4. Make Small Changes
Positive action certainly beats self-defeating action, but remember that habits are most effectively changed in small steps.3,4,14 Think in terms of making incremental change. Replace one thought or behavior every day and give yourself time to make that change a habit.
5. Befriend Yourself
The inner critic is a primary factor underlying self-sabotage; therefore, replacing automatic, self-critical thoughts with more nurturing ones is a crucial step in stopping self-sabotage.3,7,15 Develop a gentle, accepting attitude toward yourself by acknowledging your emotions and accepting past mistakes as part of the human experience.
6. Know & Embrace Your Strengths
Everyone has character strengths that can help them thrive once identified, acknowledged, and embraced. Reflect on your strengths, identifying not just things you do well but attitudes you hold dear and positive emotions you experience. When do you feel your best? Knowing your strengths and finding ways to use these strengths—at least one every day can help you develop self-love.16
7. Practice Mindfulness
Mindfulness is a way of life that involves being fully present and grounded in each moment. It helps you separate the past from the present as well as thoughts from reality.7 This, in turn, helps you choose how to respond to a problematic situation or person.

Natural-language object grounding data
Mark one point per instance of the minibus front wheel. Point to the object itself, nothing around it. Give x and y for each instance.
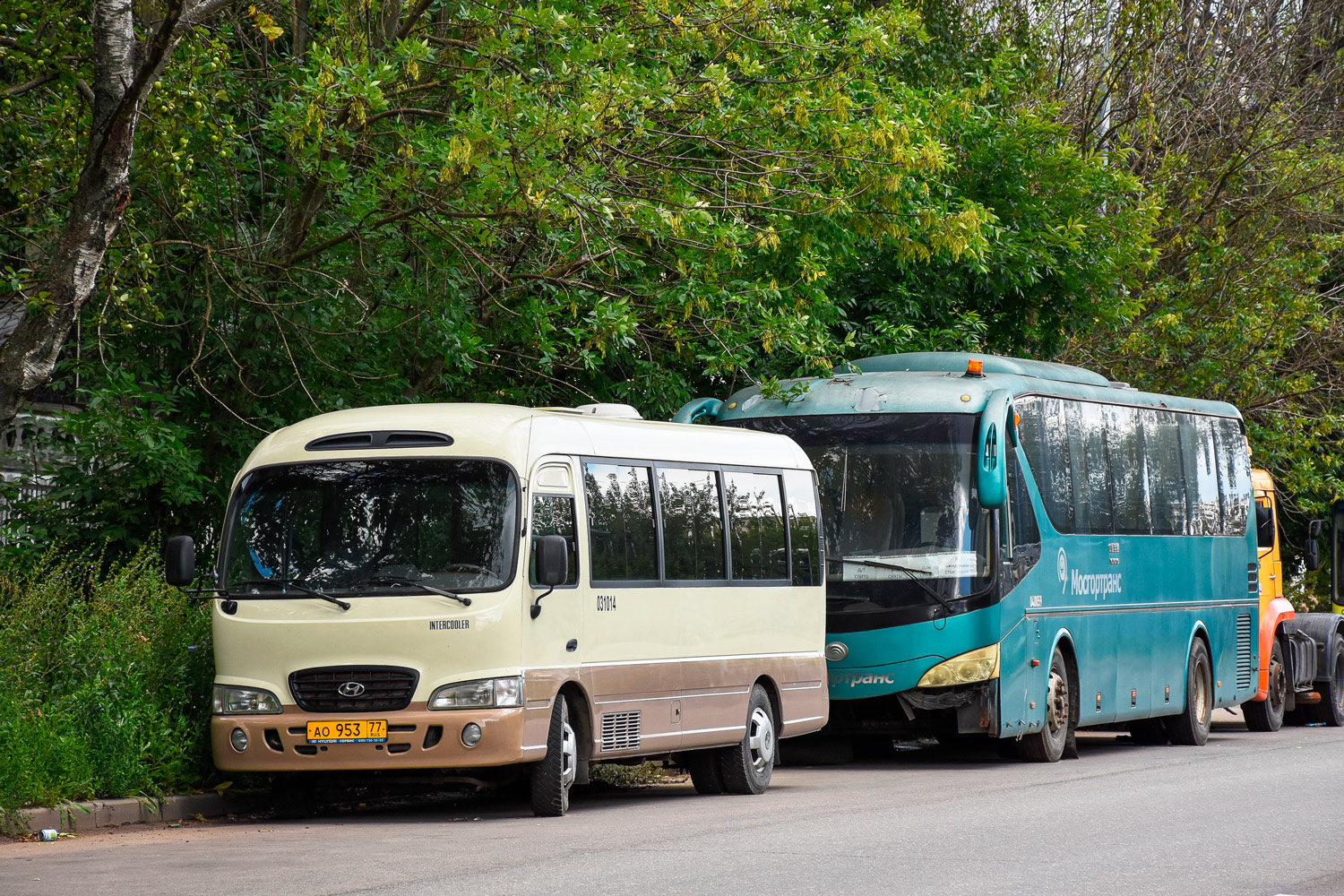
(556, 774)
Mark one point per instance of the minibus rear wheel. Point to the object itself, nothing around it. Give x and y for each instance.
(746, 766)
(556, 774)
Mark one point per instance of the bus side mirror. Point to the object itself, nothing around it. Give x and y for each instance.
(992, 450)
(1312, 555)
(180, 560)
(553, 560)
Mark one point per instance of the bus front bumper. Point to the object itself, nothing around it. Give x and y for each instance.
(417, 737)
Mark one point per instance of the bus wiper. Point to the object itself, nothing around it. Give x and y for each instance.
(413, 583)
(913, 573)
(289, 583)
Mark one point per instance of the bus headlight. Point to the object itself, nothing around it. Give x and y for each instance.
(487, 692)
(978, 665)
(231, 700)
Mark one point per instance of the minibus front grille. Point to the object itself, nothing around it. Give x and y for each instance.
(1244, 650)
(354, 688)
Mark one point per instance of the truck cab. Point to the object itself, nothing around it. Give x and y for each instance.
(1301, 675)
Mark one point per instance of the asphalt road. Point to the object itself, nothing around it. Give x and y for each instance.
(1249, 813)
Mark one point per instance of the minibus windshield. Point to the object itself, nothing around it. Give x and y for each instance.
(373, 527)
(898, 506)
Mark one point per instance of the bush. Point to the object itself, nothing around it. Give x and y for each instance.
(105, 675)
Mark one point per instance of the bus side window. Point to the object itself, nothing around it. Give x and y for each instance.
(554, 514)
(804, 532)
(755, 520)
(623, 546)
(1263, 524)
(693, 524)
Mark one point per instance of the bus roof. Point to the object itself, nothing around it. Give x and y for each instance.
(513, 435)
(937, 383)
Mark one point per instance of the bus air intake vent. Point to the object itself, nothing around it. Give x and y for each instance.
(1244, 650)
(354, 688)
(379, 440)
(620, 731)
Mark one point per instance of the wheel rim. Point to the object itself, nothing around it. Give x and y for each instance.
(569, 754)
(1201, 691)
(1056, 700)
(761, 739)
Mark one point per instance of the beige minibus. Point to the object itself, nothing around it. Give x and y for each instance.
(491, 591)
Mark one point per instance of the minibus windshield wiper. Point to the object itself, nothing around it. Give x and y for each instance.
(413, 583)
(285, 583)
(914, 576)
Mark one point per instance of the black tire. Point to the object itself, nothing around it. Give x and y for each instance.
(1148, 732)
(293, 797)
(746, 766)
(1268, 713)
(1190, 727)
(1048, 743)
(1331, 708)
(556, 774)
(704, 770)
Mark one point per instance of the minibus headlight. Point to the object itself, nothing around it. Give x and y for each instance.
(487, 692)
(978, 665)
(231, 700)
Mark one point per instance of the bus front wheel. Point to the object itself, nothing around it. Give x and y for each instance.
(1191, 727)
(1268, 713)
(1048, 743)
(556, 774)
(746, 766)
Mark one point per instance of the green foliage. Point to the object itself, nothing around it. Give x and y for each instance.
(626, 777)
(1067, 231)
(104, 683)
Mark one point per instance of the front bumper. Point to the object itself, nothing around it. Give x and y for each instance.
(417, 737)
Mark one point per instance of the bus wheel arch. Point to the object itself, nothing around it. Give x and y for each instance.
(1054, 737)
(581, 719)
(771, 692)
(1191, 726)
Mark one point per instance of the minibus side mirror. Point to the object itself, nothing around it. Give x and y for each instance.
(1314, 551)
(180, 560)
(553, 560)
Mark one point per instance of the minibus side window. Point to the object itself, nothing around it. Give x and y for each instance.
(804, 532)
(554, 514)
(693, 524)
(621, 538)
(755, 519)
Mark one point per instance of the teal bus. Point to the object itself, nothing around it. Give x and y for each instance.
(1021, 548)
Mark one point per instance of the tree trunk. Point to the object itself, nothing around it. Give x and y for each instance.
(35, 328)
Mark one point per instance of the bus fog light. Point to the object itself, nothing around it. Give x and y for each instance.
(470, 735)
(969, 668)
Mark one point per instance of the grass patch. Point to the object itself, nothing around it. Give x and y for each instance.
(626, 777)
(105, 680)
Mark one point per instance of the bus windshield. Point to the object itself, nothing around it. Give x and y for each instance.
(900, 513)
(373, 527)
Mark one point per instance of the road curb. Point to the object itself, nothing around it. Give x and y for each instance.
(75, 817)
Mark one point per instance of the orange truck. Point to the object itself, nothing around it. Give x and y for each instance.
(1303, 680)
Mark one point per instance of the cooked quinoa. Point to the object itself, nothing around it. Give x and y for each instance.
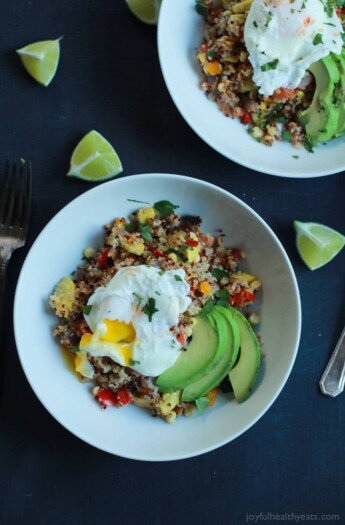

# Required actions:
a - From the passage on self-sabotage, extract the stretch from "5. Befriend Yourself" through "the human experience." word for word.
b - Continue the passage on self-sabotage from the point where it stops.

# Answers by task:
a -
5. Befriend Yourself
The inner critic is a primary factor underlying self-sabotage; therefore, replacing automatic, self-critical thoughts with more nurturing ones is a crucial step in stopping self-sabotage.3,7,15 Develop a gentle, accepting attitude toward yourself by acknowledging your emotions and accepting past mistakes as part of the human experience.

b -
8. Work With a Mental Health Therapist
A therapist can gently guide you toward a deeper self-understanding. They also provide tips and strategies for facing down self-sabotaging thoughts and finding ways to booster your emotional self care. Find a therapist you feel comfortable with, and begin the process of transforming your life.
Types of therapy for self-sabotage are:
- Behavior and motivational therapy1
- Cognitive behavioral therapy (CBT)
- Mindfulness-based therapies
- Strengths-based therapies
- Acceptance and commitment therapy (ACT)
- Dialectical behavior therapy (DBT)
Why Do People Self-Sabotage?
Self-sabotaging behaviors are usually driven by fear, which can give rise to toxic perfectionism or habitual procrastination.8 This drives anxiety and leads people to think in terms of what-ifs and worst-case scenarios.6 Distorted beliefs about ourselves, others, and/or the world can drive people to avoid emotional pain like rejection and failure.1
A harsh inner critic can also cause people to engage in unproductive actions or avoid taking positive action.2 Distorted beliefs develop in part from our inherent negativity bias.17 Our brain vigilantly looks for potential problems in order to keep us safe from any type of harm. Therefore, often without fully realizing it, we watch for trouble, hold on to old problems, and imagine new difficulties as a way of staving off physical or emotional damage.
This sense of danger in the world sometimes stems from childhood (or more recent) trauma, unstable family relationships, or unhealthy attachment patterns. Such negative experiences can cause fear of abandonment and rejection as well as a diminished sense of safety and security that contributes to self-sabotaging behaviors.7
When to Seek Professional Help for Self-Sabotage
If you find yourself caught in a cycle of self-sabotaging beliefs and behaviors, working with a mental health professional can help. With the guidance of a therapist, you can uncover the core beliefs that are leading to self-sabotage and learn tools and strategies to work past them. Consider using an online directory to find the right therapist for you.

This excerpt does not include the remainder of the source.